EXERCICES À TRAITER:
#1 Dites si chacune des affirmations suivantes concorde avec l'extrait, en répondant par oui ou par non et en citant les mots décisifs du texte : (a) le préfet du Rhône a refusé le titre de séjour de M. A... le 18 octobre 2013 ; (b) l'injonction adressée au préfet est assortie d'une astreinte ; (c) le préfet dispose d'un délai de deux mois pour prendre une nouvelle décision.
#2 Renommez « Me Pochard » en « Me X... » dans le passage de l'extrait qui commence aux mots « 7. Considérant que » et s'arrête après « 2014 est annulé. », puis écrivez ce passage ainsi modifié.

EXTRAIT:

══════════════════════════════

2. Considérant qu'aux termes de l'article 8 de la convention européenne de sauvegarde des droits de l'homme et des libertés fondamentales : " 1° Toute personne a droit au respect de sa vie privée et familiale, de son domicile et de sa correspondance ; 2° Il ne peut y avoir ingérence d'une autorité publique dans l'exercice de ce droit que pour autant que cette ingérence est prévue par la loi et qu'elle constitue une mesure qui, dans une société démocratique, est nécessaire à la sécurité nationale, à la sûreté publique, au bien-être économique du pays, à la défense de l'ordre et à la prévention des infractions pénales, à la protection de la santé ou de la morale ou à la protection des droits et libertés d'autrui. " ;

3. Considérant qu'il ressort des pièces du dossier que M. A...est entré en France avec son épouse et ses deux enfants en avril 2011 ; que, par arrêt de ce jour, la décision du 18 octobre 2013 par laquelle le préfet du Rhône a refusé de délivrer à son épouse le titre de séjour prévu au 11° de l'article L. 313-11 du code de l'entrée et du séjour des étrangers et du droit d'asile, a été annulée pour méconnaissance de ces dispositions, la Cour de céans ayant jugé que l'état de santé de Mme A...ne lui permettait pas de supporter le voyage vers l'Albanie ; qu'eu égard à l'état de grossesse avancée de l'intéressée ainsi qu'à raison des pathologies dont elle souffre, la présence à ses côtés de son époux doit être regardée comme nécessaire ; qu'ainsi, compte tenu des circonstances toutes particulières du cas d'espèce, en refusant, le 18 octobre 2013, de délivrer un titre de séjour à M.A..., le préfet du Rhône a porté au droit de l'intéressé au respect de sa vie privée et familiale une atteinte disproportionnée par rapport aux motifs du refus ; qu'il a, dès lors, méconnu les stipulations de l'article 8 de la convention européenne de sauvegarde des droits de l'homme et des libertés fondamentales ; que cette décision de refus doit donc être annulée et qu'il en est de même, par voie de conséquence, des décisions du même jour par lesquelles le préfet du Rhône a fait obligation à M. A...de quitter le territoire français et désigné le pays à destination duquel il pourrait être éloigné d'office ;

4. Considérant qu'il résulte de ce qui précède que M. A...est fondé à soutenir que c'est à tort que, par le jugement attaqué, le tribunal administratif de Lyon a rejeté sa demande ;

5. Considérant qu'aux termes de l'article L. 911-1 du code de justice administrative : " Lorsque sa décision implique nécessairement qu'une personne morale de droit public ou un organisme de droit privé chargé de la gestion d'un service public prenne une mesure d'exécution dans un sens déterminé, la juridiction, saisie de conclusions en ce sens, prescrit, par la même décision, cette mesure assortie, le cas échéant, d'un délai d'exécution. " ;

6. Considérant que le présent arrêt implique seulement que le préfet prenne une nouvelle décision sur la demande de titre de séjour de M.A... ; que, dès lors, il y a lieu d'enjoindre au préfet de prendre une nouvelle décision sur cette demande, dans un délai d'un mois à compter de la notification du présent arrêt ; qu'il n'y a pas lieu d'assortir cette injonction d'une astreinte ;

7. Considérant que M. A...a obtenu le bénéfice de l'aide juridictionnelle ; que, par suite, son avocat peut se prévaloir des dispositions des articles L. 761-1 du code de justice administrative et 37 de la loi du 10 juillet 1991 ; qu'il y a lieu, dans les circonstances de l'espèce, et sous réserve que Me Pochard, son avocat, renonce à percevoir la somme correspondant à la part contributive de l'Etat à la mission d'aide juridictionnelle qui lui a été confiée, de mettre à la charge de l'Etat une somme de 1 000 euros ;

DECIDE :

Article 1er : Le jugement du tribunal administratif de Lyon du 25 mars 2014 est annulé.

══════════════════════════════

DONNÉES ENREGISTRÉES:
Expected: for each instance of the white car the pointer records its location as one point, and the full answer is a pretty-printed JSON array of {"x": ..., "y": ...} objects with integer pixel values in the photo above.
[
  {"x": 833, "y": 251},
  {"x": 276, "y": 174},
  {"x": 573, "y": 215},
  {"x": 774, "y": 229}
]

══════════════════════════════

RÉPONSES AUX EXERCICES:
#1
(a) Oui : « en refusant, le 18 octobre 2013, de délivrer un titre de séjour à M.A..., le préfet du Rhône »
(b) Non : « qu'il n'y a pas lieu d'assortir cette injonction d'une astreinte »
(c) Non : « dans un délai d'un mois à compter de la notification du présent arrêt »

#2
7. Considérant que M. A...a obtenu le bénéfice de l'aide juridictionnelle ; que, par suite, son avocat peut se prévaloir des dispositions des articles L. 761-1 du code de justice administrative et 37 de la loi du 10 juillet 1991 ; qu'il y a lieu, dans les circonstances de l'espèce, et sous réserve que Me X..., son avocat, renonce à percevoir la somme correspondant à la part contributive de l'Etat à la mission d'aide juridictionnelle qui lui a été confiée, de mettre à la charge de l'Etat une somme de 1 000 euros ;

DECIDE :

Article 1er : Le jugement du tribunal administratif de Lyon du 25 mars 2014 est annulé.